EXERCISE OBJECTIVE
If a line of the data below holds the string "race", copy it.
□ □ □
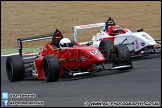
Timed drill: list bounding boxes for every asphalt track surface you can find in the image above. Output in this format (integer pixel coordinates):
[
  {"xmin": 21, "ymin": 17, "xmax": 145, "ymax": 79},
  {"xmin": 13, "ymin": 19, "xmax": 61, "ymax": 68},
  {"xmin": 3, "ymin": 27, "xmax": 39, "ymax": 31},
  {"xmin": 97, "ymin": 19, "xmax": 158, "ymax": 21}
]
[{"xmin": 1, "ymin": 54, "xmax": 161, "ymax": 107}]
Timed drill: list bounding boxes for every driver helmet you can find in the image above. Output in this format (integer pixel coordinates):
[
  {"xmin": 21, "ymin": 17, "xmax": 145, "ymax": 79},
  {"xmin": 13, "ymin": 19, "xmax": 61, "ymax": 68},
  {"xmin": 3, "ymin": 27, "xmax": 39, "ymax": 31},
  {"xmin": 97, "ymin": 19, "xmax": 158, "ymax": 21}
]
[
  {"xmin": 59, "ymin": 38, "xmax": 71, "ymax": 49},
  {"xmin": 55, "ymin": 32, "xmax": 62, "ymax": 39},
  {"xmin": 112, "ymin": 25, "xmax": 123, "ymax": 35}
]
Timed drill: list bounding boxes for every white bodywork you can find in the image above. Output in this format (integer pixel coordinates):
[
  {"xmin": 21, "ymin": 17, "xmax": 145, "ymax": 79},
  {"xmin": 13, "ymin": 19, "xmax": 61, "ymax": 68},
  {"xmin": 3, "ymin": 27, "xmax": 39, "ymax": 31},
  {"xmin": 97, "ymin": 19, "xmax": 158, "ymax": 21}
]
[{"xmin": 72, "ymin": 23, "xmax": 157, "ymax": 52}]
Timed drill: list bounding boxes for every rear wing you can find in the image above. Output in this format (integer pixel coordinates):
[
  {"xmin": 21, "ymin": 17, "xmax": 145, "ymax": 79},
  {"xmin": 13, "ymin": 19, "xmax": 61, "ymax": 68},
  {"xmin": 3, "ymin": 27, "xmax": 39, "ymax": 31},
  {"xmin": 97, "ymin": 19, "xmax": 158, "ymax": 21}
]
[
  {"xmin": 72, "ymin": 22, "xmax": 106, "ymax": 41},
  {"xmin": 17, "ymin": 34, "xmax": 53, "ymax": 57}
]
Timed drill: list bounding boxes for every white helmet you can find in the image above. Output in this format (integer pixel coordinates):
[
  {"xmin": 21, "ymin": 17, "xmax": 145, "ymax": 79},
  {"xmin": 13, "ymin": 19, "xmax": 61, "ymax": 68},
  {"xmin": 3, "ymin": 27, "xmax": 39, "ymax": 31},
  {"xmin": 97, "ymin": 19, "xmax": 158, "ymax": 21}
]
[{"xmin": 59, "ymin": 38, "xmax": 71, "ymax": 49}]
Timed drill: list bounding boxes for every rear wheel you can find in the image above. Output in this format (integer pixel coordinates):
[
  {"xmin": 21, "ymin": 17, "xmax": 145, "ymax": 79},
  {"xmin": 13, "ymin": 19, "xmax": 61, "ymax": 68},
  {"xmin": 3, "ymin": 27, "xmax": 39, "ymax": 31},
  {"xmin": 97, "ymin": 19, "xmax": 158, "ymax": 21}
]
[
  {"xmin": 6, "ymin": 55, "xmax": 25, "ymax": 82},
  {"xmin": 113, "ymin": 44, "xmax": 133, "ymax": 71},
  {"xmin": 42, "ymin": 55, "xmax": 60, "ymax": 82},
  {"xmin": 99, "ymin": 40, "xmax": 114, "ymax": 62}
]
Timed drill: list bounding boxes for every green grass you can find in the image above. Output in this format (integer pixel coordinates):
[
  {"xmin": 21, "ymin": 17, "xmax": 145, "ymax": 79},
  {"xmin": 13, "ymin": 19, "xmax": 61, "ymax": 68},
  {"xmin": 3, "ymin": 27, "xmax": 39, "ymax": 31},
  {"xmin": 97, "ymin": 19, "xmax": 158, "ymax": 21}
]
[{"xmin": 1, "ymin": 48, "xmax": 40, "ymax": 54}]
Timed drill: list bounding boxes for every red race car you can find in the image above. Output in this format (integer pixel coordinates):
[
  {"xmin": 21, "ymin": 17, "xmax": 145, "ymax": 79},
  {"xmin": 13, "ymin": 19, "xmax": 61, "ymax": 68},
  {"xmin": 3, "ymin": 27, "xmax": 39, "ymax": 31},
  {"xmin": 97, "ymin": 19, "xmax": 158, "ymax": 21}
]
[{"xmin": 6, "ymin": 29, "xmax": 133, "ymax": 82}]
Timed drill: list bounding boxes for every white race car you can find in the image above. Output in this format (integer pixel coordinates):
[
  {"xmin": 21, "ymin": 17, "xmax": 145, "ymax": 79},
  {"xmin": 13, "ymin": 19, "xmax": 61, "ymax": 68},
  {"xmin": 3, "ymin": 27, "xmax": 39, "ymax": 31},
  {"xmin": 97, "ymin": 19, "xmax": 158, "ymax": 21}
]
[{"xmin": 72, "ymin": 17, "xmax": 161, "ymax": 61}]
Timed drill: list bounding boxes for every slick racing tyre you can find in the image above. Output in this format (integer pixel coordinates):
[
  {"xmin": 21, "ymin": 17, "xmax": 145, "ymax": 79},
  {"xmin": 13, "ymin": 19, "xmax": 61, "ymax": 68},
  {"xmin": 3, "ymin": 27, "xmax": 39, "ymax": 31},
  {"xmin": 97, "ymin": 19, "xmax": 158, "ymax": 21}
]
[
  {"xmin": 99, "ymin": 40, "xmax": 114, "ymax": 62},
  {"xmin": 42, "ymin": 55, "xmax": 60, "ymax": 82},
  {"xmin": 113, "ymin": 44, "xmax": 133, "ymax": 71},
  {"xmin": 6, "ymin": 55, "xmax": 25, "ymax": 82}
]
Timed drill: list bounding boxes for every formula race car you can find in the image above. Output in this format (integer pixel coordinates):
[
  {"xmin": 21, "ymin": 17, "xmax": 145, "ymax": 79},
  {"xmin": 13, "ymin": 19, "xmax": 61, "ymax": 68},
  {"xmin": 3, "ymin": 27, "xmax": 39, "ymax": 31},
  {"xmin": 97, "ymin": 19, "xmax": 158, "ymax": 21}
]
[
  {"xmin": 6, "ymin": 29, "xmax": 133, "ymax": 82},
  {"xmin": 72, "ymin": 17, "xmax": 161, "ymax": 60}
]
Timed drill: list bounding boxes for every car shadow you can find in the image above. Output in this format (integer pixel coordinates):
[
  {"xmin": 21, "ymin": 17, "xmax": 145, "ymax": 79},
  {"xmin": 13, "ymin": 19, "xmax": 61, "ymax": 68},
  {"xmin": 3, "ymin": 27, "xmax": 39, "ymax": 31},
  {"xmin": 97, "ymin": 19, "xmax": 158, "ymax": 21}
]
[
  {"xmin": 23, "ymin": 69, "xmax": 132, "ymax": 82},
  {"xmin": 131, "ymin": 54, "xmax": 161, "ymax": 61},
  {"xmin": 61, "ymin": 69, "xmax": 131, "ymax": 82}
]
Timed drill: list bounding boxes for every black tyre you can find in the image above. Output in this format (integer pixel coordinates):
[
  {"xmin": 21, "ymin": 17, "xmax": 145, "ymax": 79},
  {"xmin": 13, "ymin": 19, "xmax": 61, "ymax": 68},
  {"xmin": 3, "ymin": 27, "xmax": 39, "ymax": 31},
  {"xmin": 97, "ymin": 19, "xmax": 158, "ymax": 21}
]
[
  {"xmin": 42, "ymin": 55, "xmax": 60, "ymax": 82},
  {"xmin": 6, "ymin": 55, "xmax": 24, "ymax": 82},
  {"xmin": 99, "ymin": 40, "xmax": 114, "ymax": 62},
  {"xmin": 113, "ymin": 44, "xmax": 133, "ymax": 71}
]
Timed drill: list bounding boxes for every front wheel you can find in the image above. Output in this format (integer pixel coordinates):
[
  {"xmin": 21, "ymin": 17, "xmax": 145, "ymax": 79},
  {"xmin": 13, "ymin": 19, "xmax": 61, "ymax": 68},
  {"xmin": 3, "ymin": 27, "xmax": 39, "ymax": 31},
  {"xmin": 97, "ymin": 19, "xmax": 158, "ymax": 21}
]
[
  {"xmin": 113, "ymin": 44, "xmax": 133, "ymax": 71},
  {"xmin": 42, "ymin": 55, "xmax": 60, "ymax": 82},
  {"xmin": 6, "ymin": 55, "xmax": 25, "ymax": 82},
  {"xmin": 99, "ymin": 40, "xmax": 114, "ymax": 62}
]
□ □ □
ANSWER SPACE
Timed drill: list bounding boxes for every red race car you can find in the image above. Output in this format (integer pixel coordinates):
Timed drill: list bounding boxes for every white race car you can find in the image above. Output in this format (integer pixel coordinates):
Timed drill: list bounding boxes for every formula race car you can find in the image above. Output in this format (integer pixel coordinates):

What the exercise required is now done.